== LESETEXT ==
Sieben verdammt lange Tage. Roman.
Jonathan Tropper, Knaur, August 2010
Eine verdammt kurze Nacht
Troppers letzter Roman "Mein fast perfektes Leben" hat mich enttäuscht - larmoyant, wehleidig und ziemlich unglaubwürdig kam die Story daher. Der Autor des wirklich hinreißenden "Stadtfeind Nr. 1" verlor mich fast als Leser, weil er offenbar aus einem Thema eine Geschichte zu machen versucht hatte, statt eine Geschichte mit einem Thema zu erzählen. Immerhin, ich gab ihm noch eine Chance. Und ich habe es nicht bereut. Ganz im Gegenteil.
18.47 Uhr: Das Abendbrot ist vertilgt, das neue Buchpaket wird ausgepackt. Schön, endlich ist Steinfests letzter "Cheng"-Roman erschienen, der aktuelle Pratchett ist leider noch nicht dabei, und das Sachbuch werde ich an einem verregneten Wochenende (die es derzeit im Überangebot gibt) lesen. Also - Tropper. Das Cover wirkt ein wenig lieblos, der Klappentext ist kurz und vermittelt eher Distanz, als für den Roman zu werben. Was soll's.
21.23 Uhr: Ich unterbreche die Lektüre kurz für einen Gang ins Badezimmer, und zwar wirklich ungerne.
05.47 Uhr. Ich bin durch. Und würde am liebsten gleich wieder von vorne anfangen.
Judd Foxmann ist Mitte dreißig und arbeitet als Produzent für den ruppigen, sexistischen Radiostar Wade. Der hat seit über einem Jahr ein Verhältnis mit Judds Ehefrau Jen, wie dieser in einer fast schon klassischen Szene herausfindet, nämlich beim verfrühten Nachhausekommen. Aber er hat kaum Zeit, die Ereignisse zu reflektieren, denn er muss nach Elmbrook, ins Haus seiner Eltern, da Judds Vater nach langer Krankheit verstorben ist, und der letzte Wille des Agnostikers war angeblich, dass die Familie der jüdischen Tradition entsprechend Schiwa sitzen soll. Also finden sich Judd, der jüngere Bruder Philipp, der ältere Bruder Paul und die Schwester Wendy ein, um im Haus der Mutter, einer sich energisch gegen das Altern wehrenden Psychologin, auf niedrigen Stühlen zu hocken und Scharen von seltsamen Trauergästen zu empfangen - Nachbarn, Verwandte, Freunde, Geister aus der Vergangenheit, partnersuchende Witwer und Mütter, die ihre Mauerblümchen-Töchter mit Judd verkuppeln wollen.

== GEGEBENE DATEN ==
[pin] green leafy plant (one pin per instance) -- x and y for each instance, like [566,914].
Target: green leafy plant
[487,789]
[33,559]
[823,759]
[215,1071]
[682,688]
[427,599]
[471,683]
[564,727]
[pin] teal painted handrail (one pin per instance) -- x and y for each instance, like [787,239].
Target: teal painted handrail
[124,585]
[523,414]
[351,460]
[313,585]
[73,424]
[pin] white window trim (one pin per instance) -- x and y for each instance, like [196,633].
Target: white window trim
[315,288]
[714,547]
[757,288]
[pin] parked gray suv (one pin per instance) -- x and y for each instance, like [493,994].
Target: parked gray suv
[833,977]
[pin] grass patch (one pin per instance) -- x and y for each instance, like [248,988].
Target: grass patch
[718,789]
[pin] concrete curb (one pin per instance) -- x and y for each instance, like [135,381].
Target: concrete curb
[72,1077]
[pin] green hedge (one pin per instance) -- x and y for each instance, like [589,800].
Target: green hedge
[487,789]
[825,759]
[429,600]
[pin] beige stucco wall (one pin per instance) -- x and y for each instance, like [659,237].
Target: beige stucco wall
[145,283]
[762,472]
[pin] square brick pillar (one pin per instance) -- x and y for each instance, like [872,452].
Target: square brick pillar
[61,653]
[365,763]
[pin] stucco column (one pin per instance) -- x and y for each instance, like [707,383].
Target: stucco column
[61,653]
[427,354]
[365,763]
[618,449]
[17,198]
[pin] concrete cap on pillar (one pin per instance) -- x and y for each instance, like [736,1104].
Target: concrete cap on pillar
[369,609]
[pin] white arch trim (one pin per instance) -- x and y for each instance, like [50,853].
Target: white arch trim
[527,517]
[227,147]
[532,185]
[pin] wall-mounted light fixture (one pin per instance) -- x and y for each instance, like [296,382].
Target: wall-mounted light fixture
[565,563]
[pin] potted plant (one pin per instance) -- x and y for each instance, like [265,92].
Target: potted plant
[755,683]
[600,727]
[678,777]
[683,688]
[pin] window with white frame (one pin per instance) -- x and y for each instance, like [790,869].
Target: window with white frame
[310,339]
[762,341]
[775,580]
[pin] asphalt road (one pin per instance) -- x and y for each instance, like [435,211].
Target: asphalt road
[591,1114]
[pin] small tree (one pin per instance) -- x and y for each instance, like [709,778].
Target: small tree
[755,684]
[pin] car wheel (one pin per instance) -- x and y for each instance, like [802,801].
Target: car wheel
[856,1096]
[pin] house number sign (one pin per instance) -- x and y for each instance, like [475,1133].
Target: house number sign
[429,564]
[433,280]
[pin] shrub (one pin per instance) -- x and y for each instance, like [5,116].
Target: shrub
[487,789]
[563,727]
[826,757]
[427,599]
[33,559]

== AUFGABE ==
Schreib den Teil der Buchbesprechung zwischen „18.47 Uhr: Das“ und „von vorne anfangen.“ ab, beides eingeschlossen, und ersetze dabei „Abendbrot“ durch „Abendessen“. Halte dich dabei nur an die Buchbesprechung.

== DEINE ANTWORT ==
18.47 Uhr: Das Abendessen ist vertilgt, das neue Buchpaket wird ausgepackt. Schön, endlich ist Steinfests letzter "Cheng"-Roman erschienen, der aktuelle Pratchett ist leider noch nicht dabei, und das Sachbuch werde ich an einem verregneten Wochenende (die es derzeit im Überangebot gibt) lesen. Also - Tropper. Das Cover wirkt ein wenig lieblos, der Klappentext ist kurz und vermittelt eher Distanz, als für den Roman zu werben. Was soll's.
21.23 Uhr: Ich unterbreche die Lektüre kurz für einen Gang ins Badezimmer, und zwar wirklich ungerne.
05.47 Uhr. Ich bin durch. Und würde am liebsten gleich wieder von vorne anfangen.